Dios Hijo comunicó a su Madre cuanto adquirió mediante su vida y muerte, sus méritos infinitos y virtudes admirables, y la constituyó tesorera de todo cuanto el Padre le dio en herencia. Por medio de Ella aplica sus méritos a sus miembros, les comunica virtudes y les distribuye sus gracias. María constituye su canal misterioso, su acueducto, por el cual hace pasar suave y abundantemente sus misericordias.

Dios Espíritu Santo comunicó a su fiel Esposa, María, sus dones inefables y la escogió por dispensadora de cuanto posee. De manera que Ella distribuye a quien quiere, cuanto quiere, como quiere y cuando quiere todos sus dones y gracias.”

Nosotros tenemos que reconocer que María hace y obra por nosotros, intercede por nosotros. Ella es esclava del Señor, su acción en medio de la Iglesia es a favor de nuestra salvación, de nuestra profunda comunión con Cristo. Ella, en las bodas de Caná, con su presencia operante, se hace a un costado. Ella cede el paso a aquel que es el Rey, el Mesías, y del cual Ella es la primera discípula. Y nos dice: hagan todo lo que Él les diga. Y en sus palabras somos invitados a seguir a Cristo de una manera definitiva. Dios quiere que nosotros seamos una reproducción viva de Jesús. Así lo dice San pablo, que no solo debemos tener los mismos sentimientos de Jesús, sino que estamos llamados a ser otros Cristos. María, como mamá, se dedica a formar a Jesús en nosotros. Por eso, qué bueno es poder ir descubriendo en la propia vida cómo la Virgen se ha servido de distintas maneras para demostrarnos su ternura de Madre para alimentarnos, educarnos y guiarnos.

= = = = =

-- TAREAS POR REALIZAR --
1. Según el texto, ¿de qué constituyó Dios Hijo tesorera a su Madre?
2. Reproduzca sin cambios las líneas del listado, comenzando en la que contiene "For every instance of the sprinter in blue" y terminando al final del listado, ambos extremos incluidos.

-- DATOS PROPORCIONADOS --
= = = = =

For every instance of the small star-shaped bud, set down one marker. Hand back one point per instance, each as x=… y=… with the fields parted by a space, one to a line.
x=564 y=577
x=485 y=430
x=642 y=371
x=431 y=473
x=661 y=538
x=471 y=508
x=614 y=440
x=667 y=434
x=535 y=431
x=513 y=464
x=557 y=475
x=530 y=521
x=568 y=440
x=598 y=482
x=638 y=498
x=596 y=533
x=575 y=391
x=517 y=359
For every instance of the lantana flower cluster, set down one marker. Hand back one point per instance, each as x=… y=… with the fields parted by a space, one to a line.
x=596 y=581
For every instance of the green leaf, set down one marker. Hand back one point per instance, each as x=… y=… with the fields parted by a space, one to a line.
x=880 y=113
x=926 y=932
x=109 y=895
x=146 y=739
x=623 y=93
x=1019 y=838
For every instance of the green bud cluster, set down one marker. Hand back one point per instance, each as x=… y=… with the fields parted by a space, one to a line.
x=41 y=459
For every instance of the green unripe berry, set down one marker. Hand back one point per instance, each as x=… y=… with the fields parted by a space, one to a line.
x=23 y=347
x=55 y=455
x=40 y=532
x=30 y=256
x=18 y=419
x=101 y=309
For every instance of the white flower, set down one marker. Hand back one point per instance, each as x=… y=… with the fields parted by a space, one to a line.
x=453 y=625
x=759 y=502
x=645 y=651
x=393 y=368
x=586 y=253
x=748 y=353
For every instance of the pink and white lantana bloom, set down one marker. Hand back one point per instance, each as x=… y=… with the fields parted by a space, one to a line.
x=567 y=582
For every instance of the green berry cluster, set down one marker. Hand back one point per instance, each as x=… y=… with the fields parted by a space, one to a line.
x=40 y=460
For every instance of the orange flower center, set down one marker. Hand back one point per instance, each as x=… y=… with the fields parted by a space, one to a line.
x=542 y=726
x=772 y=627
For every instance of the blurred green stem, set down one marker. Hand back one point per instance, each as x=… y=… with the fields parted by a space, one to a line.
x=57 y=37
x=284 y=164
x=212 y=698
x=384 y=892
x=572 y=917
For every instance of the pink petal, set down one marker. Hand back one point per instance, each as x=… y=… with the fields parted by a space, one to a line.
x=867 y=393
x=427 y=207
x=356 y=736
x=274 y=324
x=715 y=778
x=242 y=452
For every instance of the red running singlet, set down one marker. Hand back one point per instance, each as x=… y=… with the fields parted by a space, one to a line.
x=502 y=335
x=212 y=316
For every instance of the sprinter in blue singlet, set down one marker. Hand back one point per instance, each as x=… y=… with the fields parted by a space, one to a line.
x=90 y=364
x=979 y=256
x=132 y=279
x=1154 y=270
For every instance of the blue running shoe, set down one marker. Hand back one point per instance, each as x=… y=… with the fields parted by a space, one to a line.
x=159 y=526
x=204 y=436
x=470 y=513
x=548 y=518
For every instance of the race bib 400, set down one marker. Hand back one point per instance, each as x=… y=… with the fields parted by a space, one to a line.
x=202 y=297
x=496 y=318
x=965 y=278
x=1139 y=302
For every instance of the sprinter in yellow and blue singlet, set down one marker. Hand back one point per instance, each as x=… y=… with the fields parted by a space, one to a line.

= = = = =

-- SOLUCIONES --
1. De todo cuanto el Padre le dio en herencia.

2.
For every instance of the sprinter in blue singlet, set down one marker. Hand back one point per instance, each as x=… y=… with the fields parted by a space, one to a line.
x=90 y=364
x=979 y=256
x=132 y=279
x=1154 y=270
For every instance of the blue running shoe, set down one marker. Hand back one point per instance, each as x=… y=… with the fields parted by a space, one to a line.
x=159 y=526
x=204 y=436
x=470 y=513
x=548 y=518
For every instance of the race bib 400, set down one marker. Hand back one point per instance, each as x=… y=… with the fields parted by a space, one to a line.
x=202 y=297
x=496 y=318
x=965 y=278
x=1139 y=302
For every instance of the sprinter in yellow and blue singlet, set down one marker. Hand back one point per instance, each as x=… y=… with the fields parted by a space, one to a line.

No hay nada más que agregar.